▶ Requirement: Once the line containing "Query: dirt path" is located, give it again exactly, together with each line that follows it to the end of the entries, and add nothing else.

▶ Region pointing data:
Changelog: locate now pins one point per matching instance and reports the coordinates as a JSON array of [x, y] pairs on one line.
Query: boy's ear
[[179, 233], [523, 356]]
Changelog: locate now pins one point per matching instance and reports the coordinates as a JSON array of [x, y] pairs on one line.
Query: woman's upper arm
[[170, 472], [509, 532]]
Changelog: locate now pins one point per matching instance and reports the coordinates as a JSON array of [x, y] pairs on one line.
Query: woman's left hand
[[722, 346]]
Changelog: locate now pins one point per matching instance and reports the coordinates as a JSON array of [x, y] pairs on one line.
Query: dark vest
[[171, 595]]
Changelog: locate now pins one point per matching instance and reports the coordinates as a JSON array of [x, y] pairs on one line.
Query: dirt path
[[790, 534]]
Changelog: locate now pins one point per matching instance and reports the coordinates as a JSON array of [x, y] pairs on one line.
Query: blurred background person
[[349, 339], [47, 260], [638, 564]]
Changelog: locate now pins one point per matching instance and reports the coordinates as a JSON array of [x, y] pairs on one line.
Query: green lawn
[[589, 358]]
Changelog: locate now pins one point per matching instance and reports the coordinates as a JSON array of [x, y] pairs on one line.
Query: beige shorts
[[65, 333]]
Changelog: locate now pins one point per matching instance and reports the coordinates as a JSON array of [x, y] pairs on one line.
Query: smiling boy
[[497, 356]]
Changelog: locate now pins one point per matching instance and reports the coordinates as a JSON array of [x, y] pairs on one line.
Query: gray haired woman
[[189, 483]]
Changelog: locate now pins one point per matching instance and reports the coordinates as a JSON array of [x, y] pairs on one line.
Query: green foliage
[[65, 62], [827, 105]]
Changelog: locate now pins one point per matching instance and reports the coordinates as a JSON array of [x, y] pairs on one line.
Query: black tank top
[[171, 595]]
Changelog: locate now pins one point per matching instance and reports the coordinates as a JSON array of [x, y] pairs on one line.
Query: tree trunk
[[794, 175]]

▶ Exercise result:
Query: dirt path
[[790, 534]]
Changelog: locate now pins one point per matching instance and reports the coordinates as a JSON array of [x, y] pairs on one line.
Query: blurred background person
[[349, 339], [47, 260], [638, 564]]
Changelog: locate now pins one point per matching instance and reports the coordinates as a JSON array of [x, y] pairs on one line.
Query: green lawn
[[589, 358]]
Changelog: locate now pins one point per matching instance and reports the coordinates as a JSON array of [x, y] pairs on one line.
Query: beige shorts
[[65, 333]]
Changelog: locate now pins one point per matching instance and reports the coordinates as a JSON array of [x, y] pairs on one line.
Query: smiling boy
[[497, 356]]
Changelog: locate now pins one point per matching instance and reports the coordinates as a JSON array of [x, y] pairs on one line.
Query: gray haired woman
[[189, 483]]
Changelog: locate now pins one point per matching instance and reports the coordinates as a JSON array of [x, y] pairs on one line.
Query: green foliage
[[65, 62], [827, 105]]
Changelog: locate now pins one point per matching instance and reports the coordinates as a JSON array of [x, y] pairs on one line.
Query: black tank top
[[171, 595]]
Changelog: locate now pins one point per matching instance and reports the coordinates as a JSON array of [x, y] pairs on one line.
Query: tree trunk
[[794, 175]]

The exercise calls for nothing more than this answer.